Text passage Block Start

What is a good clinical teacher? Asked to host an awards ceremony, I have been thinking about it. At the BMJ we focus on “Helping doctors make better decisions” and in the education section we produce great content. That’s the easy part. Teaching is much more than reproducing this content. Its about passing on knowledge and its also about encouraging, stimulating, and inspiring future generations.
Medical schools are doctor factories. Chatting to an academic colleague, he put it like this: if a medical student spent three hours researching, thinking about, and writing a single essay each week, how long should a tutor spend reading it? But, if there are 250 in a medical class and if a tutor spent just 10 minutes reading each one—you can work it out. Traditional models of teaching are unsustainable. A medical school might be able to pick up the poorer students and the high flyers will probably identify themselves. But, what about the majority—the medical students in the middle? (I didn’t use the word average—medical students are not average.)
More than ever, medical school teaching is about facilitating students to learn for themselves, pointing them in the right direction, helping them make the most of their time in medical school (which, for graduate entry, is not that long) being role models for professional development, and creating an environment where learning is fun, exciting and stimulating.
Are there teachers like this? Even those long retired can recall medical teachers who helped mould their careers, gave them values that they retained throughout their professional careers and who they remember for their teaching decades previously. I am sure we came across research wizards but we weren’t interested in how many papers they published, keynotes they gave, citations or awards. We knew who had the greatest influence on our student days and later careers—those who cared for their patients, who supported student medical societies, who were interested in student sport, helped our struggling classmates, came in early to take tutorials, stayed late to coach us for exams, and fired our enthusiasm for medicine and learning. And, they probably didn’t know how influential they were.

Text passage Block End
Dataset entries Block Start

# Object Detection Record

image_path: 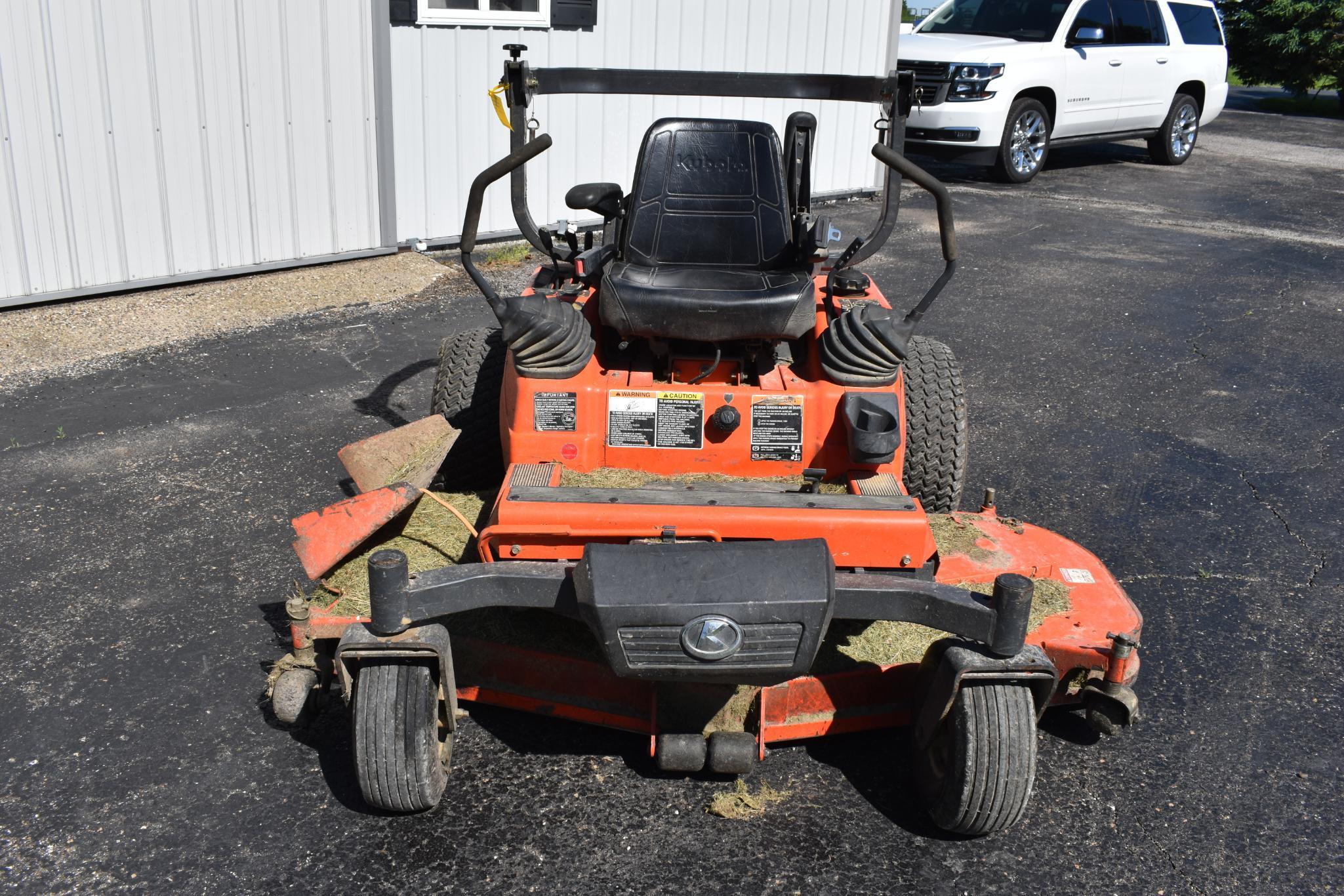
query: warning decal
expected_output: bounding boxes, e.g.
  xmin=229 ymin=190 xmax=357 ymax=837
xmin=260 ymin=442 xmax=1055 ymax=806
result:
xmin=532 ymin=392 xmax=578 ymax=432
xmin=606 ymin=390 xmax=704 ymax=449
xmin=751 ymin=395 xmax=802 ymax=460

Dataset entries Block End

- [Problem details]
Pick up the essay on what makes a good clinical teacher and keep writing from its last sentence.

- [Result below]
And, we knew the bad ones too—those who didn’t bother to prepare, whose slides hadn’t changed in decades and whose lectures were ill thought out or sloppy. University teaching is under increasing scrutiny now and not before time. Students expect value for money, there is formal feedback, students chat freely on social media, and there are websites to rate your teacher.
In recent years, universities focused on research assessment. I cringe when I hear academics bemoan the time they have to devote to teaching, implying that it takes them away from much more important business. But it really matters—medicine is a profession not a points race. When the pendulum swings back, as it will inevitably we will, I look forward to renewed emphasis on teaching, recognising its lifelong influence on careers, and how we can inspire future generations. Let’s recognise the great teachers.
Domhnall MacAuley is due to host the BMA Cymru Wales AND BMJ Learning Clinical Teacher of the Year Award 2013 on 24 April.
Domhnall MacAuley is primary care editor, BMJ.